··· Input rows ···

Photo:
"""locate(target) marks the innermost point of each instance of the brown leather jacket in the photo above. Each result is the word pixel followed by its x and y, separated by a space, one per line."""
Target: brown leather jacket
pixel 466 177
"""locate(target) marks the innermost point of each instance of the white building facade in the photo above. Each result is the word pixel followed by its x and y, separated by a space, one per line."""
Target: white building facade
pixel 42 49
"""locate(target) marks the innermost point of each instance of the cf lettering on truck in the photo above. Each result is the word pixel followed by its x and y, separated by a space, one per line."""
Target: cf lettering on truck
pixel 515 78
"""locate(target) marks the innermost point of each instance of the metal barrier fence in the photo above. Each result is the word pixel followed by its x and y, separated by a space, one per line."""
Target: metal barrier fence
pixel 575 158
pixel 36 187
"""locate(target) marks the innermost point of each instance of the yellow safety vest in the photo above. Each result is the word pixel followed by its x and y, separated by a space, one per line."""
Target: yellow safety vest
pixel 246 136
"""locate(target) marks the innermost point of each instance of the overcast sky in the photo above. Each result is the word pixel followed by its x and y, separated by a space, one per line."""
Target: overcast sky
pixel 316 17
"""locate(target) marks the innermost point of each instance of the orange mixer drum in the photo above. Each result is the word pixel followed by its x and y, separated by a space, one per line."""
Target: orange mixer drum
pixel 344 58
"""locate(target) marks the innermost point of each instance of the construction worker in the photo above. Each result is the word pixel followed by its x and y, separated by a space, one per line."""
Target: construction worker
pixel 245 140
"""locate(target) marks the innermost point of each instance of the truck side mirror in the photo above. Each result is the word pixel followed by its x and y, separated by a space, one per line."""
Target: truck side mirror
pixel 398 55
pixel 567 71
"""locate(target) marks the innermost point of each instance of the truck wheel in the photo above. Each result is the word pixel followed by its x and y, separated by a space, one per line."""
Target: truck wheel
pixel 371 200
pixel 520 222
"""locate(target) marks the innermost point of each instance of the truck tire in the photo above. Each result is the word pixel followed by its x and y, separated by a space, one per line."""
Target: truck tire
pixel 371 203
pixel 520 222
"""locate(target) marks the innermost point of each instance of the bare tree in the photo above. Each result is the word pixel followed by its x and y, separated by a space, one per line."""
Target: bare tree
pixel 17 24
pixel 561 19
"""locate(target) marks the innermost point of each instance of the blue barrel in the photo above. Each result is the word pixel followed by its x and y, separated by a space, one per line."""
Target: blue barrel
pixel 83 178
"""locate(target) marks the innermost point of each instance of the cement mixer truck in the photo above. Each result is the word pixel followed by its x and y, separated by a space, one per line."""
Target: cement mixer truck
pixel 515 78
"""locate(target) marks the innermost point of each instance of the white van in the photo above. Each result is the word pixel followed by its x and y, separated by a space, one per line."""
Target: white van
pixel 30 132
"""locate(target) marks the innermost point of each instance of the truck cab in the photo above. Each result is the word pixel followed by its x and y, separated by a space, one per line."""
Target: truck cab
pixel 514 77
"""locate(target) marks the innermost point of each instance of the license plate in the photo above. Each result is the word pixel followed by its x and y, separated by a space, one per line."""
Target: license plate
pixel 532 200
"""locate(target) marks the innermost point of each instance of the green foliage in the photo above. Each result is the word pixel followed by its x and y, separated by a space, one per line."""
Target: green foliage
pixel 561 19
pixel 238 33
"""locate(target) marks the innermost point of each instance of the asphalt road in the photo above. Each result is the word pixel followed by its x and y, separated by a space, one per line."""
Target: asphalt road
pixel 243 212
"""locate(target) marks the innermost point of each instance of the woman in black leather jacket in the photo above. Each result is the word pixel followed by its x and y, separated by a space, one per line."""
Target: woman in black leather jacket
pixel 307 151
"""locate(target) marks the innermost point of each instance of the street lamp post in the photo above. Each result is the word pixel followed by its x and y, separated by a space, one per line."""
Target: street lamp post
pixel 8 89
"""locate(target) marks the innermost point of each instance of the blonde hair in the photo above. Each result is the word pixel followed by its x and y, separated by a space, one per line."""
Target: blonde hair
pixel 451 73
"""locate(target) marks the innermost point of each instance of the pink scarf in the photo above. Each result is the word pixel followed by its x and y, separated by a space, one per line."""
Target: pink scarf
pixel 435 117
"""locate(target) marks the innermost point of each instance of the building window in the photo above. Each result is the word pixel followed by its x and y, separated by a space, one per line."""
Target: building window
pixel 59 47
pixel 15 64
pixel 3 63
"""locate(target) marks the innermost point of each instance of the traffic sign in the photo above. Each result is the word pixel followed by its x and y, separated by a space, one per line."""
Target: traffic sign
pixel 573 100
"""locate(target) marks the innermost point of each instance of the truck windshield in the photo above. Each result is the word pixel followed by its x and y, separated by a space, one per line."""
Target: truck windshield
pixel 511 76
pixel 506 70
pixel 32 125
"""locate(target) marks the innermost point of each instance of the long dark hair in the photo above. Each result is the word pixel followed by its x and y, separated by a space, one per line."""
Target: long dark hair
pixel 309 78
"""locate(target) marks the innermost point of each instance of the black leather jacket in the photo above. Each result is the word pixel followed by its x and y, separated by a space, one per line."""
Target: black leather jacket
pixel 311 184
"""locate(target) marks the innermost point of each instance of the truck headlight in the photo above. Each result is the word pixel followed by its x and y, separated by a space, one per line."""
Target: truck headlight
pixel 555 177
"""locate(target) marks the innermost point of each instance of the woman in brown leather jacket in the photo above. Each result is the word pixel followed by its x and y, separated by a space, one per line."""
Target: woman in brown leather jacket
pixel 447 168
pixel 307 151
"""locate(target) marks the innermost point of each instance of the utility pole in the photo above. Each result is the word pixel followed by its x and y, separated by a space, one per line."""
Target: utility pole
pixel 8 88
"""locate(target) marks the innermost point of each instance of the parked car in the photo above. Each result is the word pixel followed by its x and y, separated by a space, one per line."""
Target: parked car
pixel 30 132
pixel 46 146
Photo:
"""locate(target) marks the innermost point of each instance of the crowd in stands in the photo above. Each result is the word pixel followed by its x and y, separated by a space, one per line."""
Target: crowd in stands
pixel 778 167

···

• _Task objective_
Copy out every one of the rows above word for word, without changing anything.

• _Exercise solution_
Photo:
"""locate(target) marks the innermost point of each instance of the brown leather jacket in the photo above. Each result is the word pixel followed by its x and y, separated by a space, one per line."""
Target: brown leather jacket
pixel 466 177
"""locate(target) marks the innermost point of each instance of the white building facade in the photo above. Each result is the word pixel followed by its x and y, separated by a space, one per line."""
Target: white building facade
pixel 42 49
"""locate(target) marks the innermost point of each instance of the cf lettering on truck in the photo above. Each result is the word pixel followed by its x and y, separated by a space, one per line."""
Target: cf lettering on truck
pixel 515 78
"""locate(target) marks the innermost point of each instance of the metal barrier fence in the photo above. Each result is the word pixel followed by its x and y, separated by a space, one per line."""
Target: metal barrier fence
pixel 575 158
pixel 36 187
"""locate(target) marks the innermost point of each instance of the yellow safety vest in the photo above. Each result is the word pixel followed by its x and y, separated by a space, one per line."""
Target: yellow safety vest
pixel 246 136
"""locate(target) marks the innermost point of each instance of the overcast sky in the photo above. Each result is the word pixel followed by its x and y, separated by a space, one per line."""
Target: overcast sky
pixel 316 17
"""locate(target) marks the innermost point of each instance of the orange mixer drum in the photo above. Each result is the word pixel followed by its x and y, separated by a space, one per line."""
Target: orange mixer drum
pixel 344 58
"""locate(target) marks the innermost point of each instance of the construction worker in the photo above. Each result is the word pixel followed by its x and y, separated by a space, one per line."""
Target: construction worker
pixel 245 140
"""locate(target) marks the innermost point of each instance of the truck side mirror in the photo above. Each result is the word pixel followed by its x and y, separated by a space, one per line."""
Target: truck side mirror
pixel 398 55
pixel 567 71
"""locate(target) marks the innermost point of each instance of the truck wheel in the photo above. Each result is the word pixel followed by its x and y, separated by a space, one per line."""
Target: truck wheel
pixel 371 200
pixel 520 222
"""locate(target) marks the innermost point of each instance of the truck tire in the photo above. Each result is the word pixel followed by its x and y, separated by a space, one per line."""
Target: truck tire
pixel 371 203
pixel 520 222
"""locate(target) marks the innermost point of each instance of the bare tree in the photo above. Each result is the word pixel followed by its x and y, separated by a space, one per line."""
Target: bare tree
pixel 17 24
pixel 561 19
"""locate(target) marks the innermost point of each instance of the blue barrel in the photo above. Each result is the word pixel followed by its x and y, separated by a space, one per line."""
Target: blue barrel
pixel 83 178
"""locate(target) marks the innermost point of each instance of the cement mixer truck in the photo above. Each result is the word pixel followed by its x and y, separated by a space, one per line."""
Target: cement mixer truck
pixel 515 78
"""locate(target) marks the innermost point of each instance of the white van in the photo above. Each result is the word pixel followed by its x and y, separated by a space, one per line."""
Target: white van
pixel 30 132
"""locate(target) marks the innermost point of each instance of the truck cab in the photo above. Each result is the word pixel followed by its x and y, separated by a space, one per line."""
Target: truck cab
pixel 514 77
"""locate(target) marks the innermost point of each instance of the license plate in the photo above. Each result is the word pixel followed by its x and y, separated by a space, one per line."""
Target: license plate
pixel 532 200
"""locate(target) marks the innermost point of each instance of the green foliage in the photo above. Each result is the word pixel followed by its x and y, separated by a space, one per line."""
Target: green foliage
pixel 561 19
pixel 238 33
"""locate(target) marks the innermost point of each instance of the asphalt road in the photo above. Each result is the word pixel followed by its x and y, separated by a space, one per line."""
Target: asphalt road
pixel 243 212
"""locate(target) marks the innermost point of each instance of the woman in black leather jacket in the photo above. Each result is the word pixel followed by its x and y, separated by a space, one per line."""
Target: woman in black leather jacket
pixel 307 151
"""locate(target) marks the innermost point of each instance of the street lamp post in the photo above. Each result is the word pixel followed by its x and y, separated by a space, one per line."""
Target: street lamp post
pixel 8 89
"""locate(target) marks the innermost point of each instance of the blonde hair in the photo above. Each result is the word pixel followed by its x and y, separated by a space, one per line."""
Target: blonde hair
pixel 451 73
"""locate(target) marks the innermost point of each instance of the pink scarf in the photo above. Each result is the word pixel followed by its x and y, separated by a space, one per line."""
Target: pink scarf
pixel 435 117
"""locate(target) marks the innermost point of each instance of the building window in the photo above. Each result is the word pixel followed by its x and y, separated by a space, one per line."""
Target: building window
pixel 59 47
pixel 15 64
pixel 3 63
"""locate(target) marks the innermost point of each instance of the traffic sign in the photo above. Each result is the word pixel followed by its x and y, separated by a space, one per line."""
Target: traffic sign
pixel 573 100
"""locate(target) marks the innermost point of each instance of the truck windshield in the photo above. Each result is the word pixel followed by its x and y, separated by a space, one per line."""
Target: truck windshield
pixel 511 76
pixel 506 70
pixel 32 125
"""locate(target) marks the innermost point of each instance of the long dark hair in the photo above. Each result is the word pixel followed by its x and y, separated by a space, one per line."""
Target: long dark hair
pixel 309 78
"""locate(target) marks the innermost point of each instance of the black leather jacket in the photo above. Each result is the word pixel followed by its x and y, separated by a space, one per line."""
Target: black leather jacket
pixel 311 184
"""locate(target) marks the innermost point of each instance of the truck headlight in the photo above. Each result is the word pixel followed by its x and y, separated by a space, one per line."""
Target: truck headlight
pixel 555 177
"""locate(target) marks the innermost point of each instance of the woman in brown leather jacket in the photo above. Each result is the word pixel followed by its x and y, separated by a space, one per line."""
Target: woman in brown leather jacket
pixel 447 168
pixel 307 151
"""locate(target) marks the innermost point of each instance of the utility pole in the photo above. Each result is the word pixel followed by its x and y, separated by a space, one per line."""
Target: utility pole
pixel 8 88
"""locate(target) marks the innermost point of each instance of the parked car in the photo above. Each result is the word pixel followed by its x and y, separated by a space, one per line."""
Target: parked car
pixel 30 132
pixel 46 146
Photo:
"""locate(target) marks the innermost point of each instance of the crowd in stands in the photo above. Each result is the word pixel followed by its x and y, separated by a space, one per line."""
Target: crowd in stands
pixel 778 167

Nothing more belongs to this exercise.